> **Document excerpt**
|---|
Chinese vice governor, mayor fired over vaccine scandal
BEIJING (AP) — A Chinese provincial deputy governor and the mayor of a major city were fired Thursday as the ruling Communist Party tried to defuse public outrage over revelations of misconduct by a major vaccine producer.
The officials were among four people ordered dismissed following a meeting of the party’s ruling Standing Committee led by President Xi Jinping. It ordered a criminal investigation of a fifth official, a former national drug regulator.
The revelation in July that Changchun Changsheng Life Sciences Ltd. falsified production records for an anti-rabies vaccine added to a string of politically damaging scandals over deaths and injuries due to fake or shoddy drugs, food and other products.
Public anger was fueled by disclosures regulators found possible misconduct by the company last year but failed to take prompt action.
Dismissed on Thursday were a deputy governor of Jilin province, where Changsheng Life Sciences is headquartered; a deputy chairman of a government advisory body who was a deputy governor in 2015-17; the mayor of the drug maker’s home city of Changchun; and the party secretary and deputy director of the national drug regulator. The party ordered an investigation of a former deputy director of the drug agency.
Changsheng Life Sciences’ CEO and 14 other officials were reported detained by police earlier.
|---|
> **What is expected**
Pick up the news report on the vaccine scandal firings after its final sentence and carry it forward by a few sentences.

(Stored data entries)
|---|
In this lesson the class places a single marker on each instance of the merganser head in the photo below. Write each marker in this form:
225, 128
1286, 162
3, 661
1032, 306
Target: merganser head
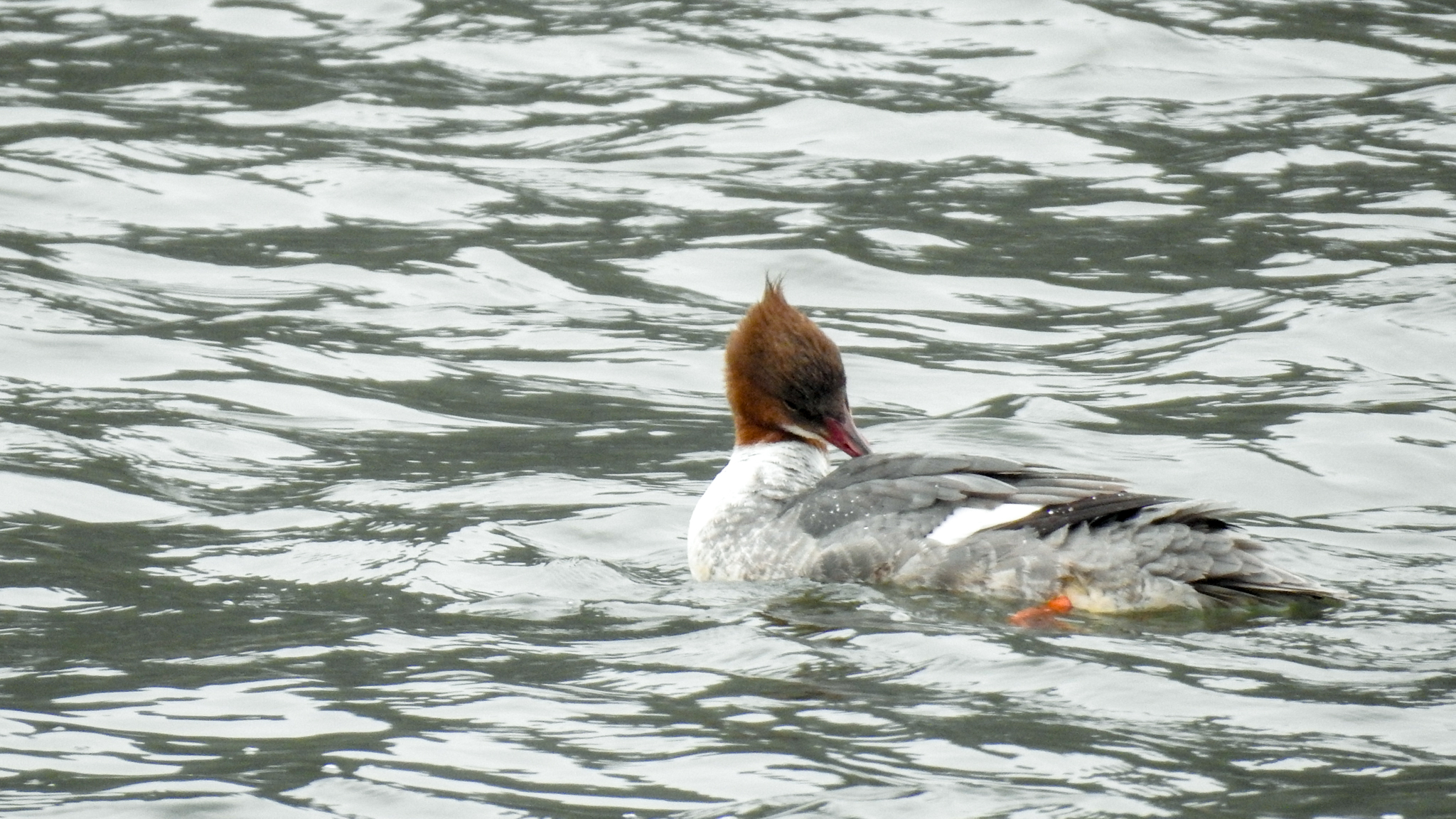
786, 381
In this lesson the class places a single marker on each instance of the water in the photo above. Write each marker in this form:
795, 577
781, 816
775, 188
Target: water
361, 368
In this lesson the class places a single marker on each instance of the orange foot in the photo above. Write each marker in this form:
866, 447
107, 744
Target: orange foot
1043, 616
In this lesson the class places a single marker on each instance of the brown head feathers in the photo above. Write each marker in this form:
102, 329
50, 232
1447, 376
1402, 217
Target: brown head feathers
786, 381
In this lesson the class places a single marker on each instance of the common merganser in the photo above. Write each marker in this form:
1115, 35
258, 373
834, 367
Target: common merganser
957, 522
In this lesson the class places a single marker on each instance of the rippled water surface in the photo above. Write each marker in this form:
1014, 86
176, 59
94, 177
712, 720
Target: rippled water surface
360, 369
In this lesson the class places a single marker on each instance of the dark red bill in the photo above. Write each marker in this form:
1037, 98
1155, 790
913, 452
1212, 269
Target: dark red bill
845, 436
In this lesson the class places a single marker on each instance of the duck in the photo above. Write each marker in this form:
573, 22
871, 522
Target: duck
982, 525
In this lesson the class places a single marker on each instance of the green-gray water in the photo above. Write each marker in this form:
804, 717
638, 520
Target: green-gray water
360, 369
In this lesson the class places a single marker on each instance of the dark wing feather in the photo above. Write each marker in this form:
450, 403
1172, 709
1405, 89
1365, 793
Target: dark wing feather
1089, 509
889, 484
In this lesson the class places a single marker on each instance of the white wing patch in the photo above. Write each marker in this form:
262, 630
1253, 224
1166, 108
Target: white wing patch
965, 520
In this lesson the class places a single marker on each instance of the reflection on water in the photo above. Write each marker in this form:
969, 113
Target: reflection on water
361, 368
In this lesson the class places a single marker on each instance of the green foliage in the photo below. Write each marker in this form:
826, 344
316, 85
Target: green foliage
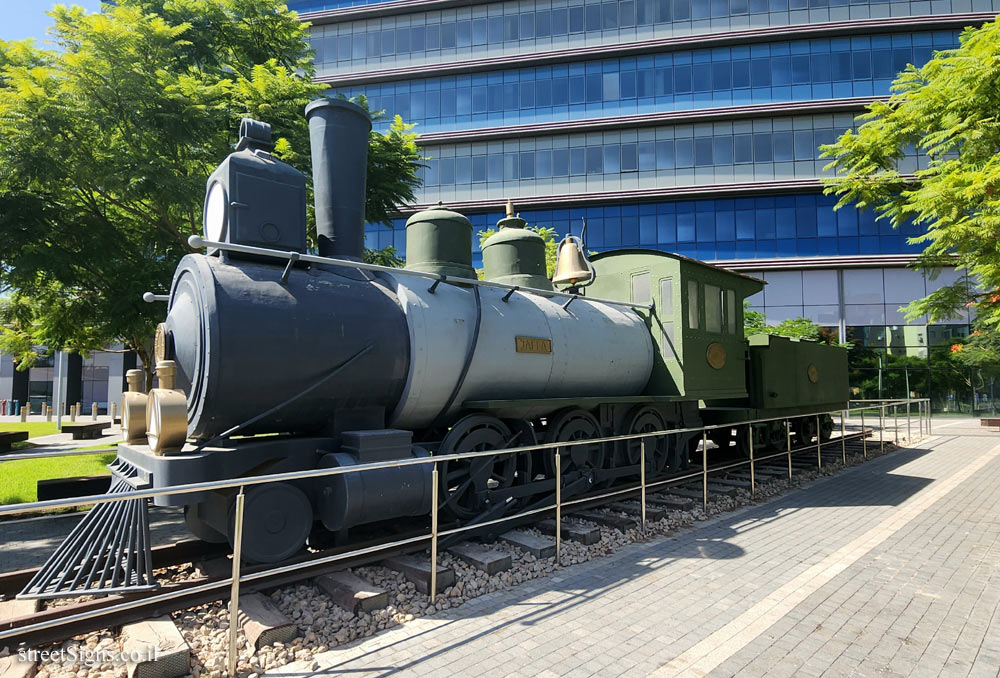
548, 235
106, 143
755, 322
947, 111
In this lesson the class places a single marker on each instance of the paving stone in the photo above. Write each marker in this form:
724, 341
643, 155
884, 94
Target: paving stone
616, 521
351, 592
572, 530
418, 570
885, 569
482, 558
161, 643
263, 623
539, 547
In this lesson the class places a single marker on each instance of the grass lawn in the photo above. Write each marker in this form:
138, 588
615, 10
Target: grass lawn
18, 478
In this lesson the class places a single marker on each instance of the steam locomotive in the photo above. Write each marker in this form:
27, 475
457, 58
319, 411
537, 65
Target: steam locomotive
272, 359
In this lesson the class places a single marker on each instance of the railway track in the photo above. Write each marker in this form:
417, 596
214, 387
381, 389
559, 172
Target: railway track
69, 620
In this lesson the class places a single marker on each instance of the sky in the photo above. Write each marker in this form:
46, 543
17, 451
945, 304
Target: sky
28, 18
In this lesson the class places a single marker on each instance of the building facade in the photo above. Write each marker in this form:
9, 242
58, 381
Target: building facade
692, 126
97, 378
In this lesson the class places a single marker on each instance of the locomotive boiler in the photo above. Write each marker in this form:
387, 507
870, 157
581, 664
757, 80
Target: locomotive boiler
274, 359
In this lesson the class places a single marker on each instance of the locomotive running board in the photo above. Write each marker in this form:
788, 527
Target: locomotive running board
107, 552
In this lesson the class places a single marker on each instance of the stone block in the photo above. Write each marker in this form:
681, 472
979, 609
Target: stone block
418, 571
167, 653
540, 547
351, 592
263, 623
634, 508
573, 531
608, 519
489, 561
|---|
> **Result of this task**
There have been no reports of injuries, but authorities impounded vaccines and suspended production at the company’s plant. They announced a recall of products from foreign markets but gave no details of where those were.
The country’s No. 2 leader, Premier Li Keqiang, ordered a nationwide investigation of China’s vaccine industry following the disclosures.
Later disclosures showed the company blended expired fluid into vaccines as early as April 2014.
The government has set up a panel of experts to review vaccine safety in China’s $122 billion-a-year pharmaceutical industry.
This story has been corrected to show that the firing occurred Thursday, not Tuesday. It also has been corrected to show that one of the officials fired was a former, not current, deputy governor, and that regulators who were fired were at the national level, not provincial level.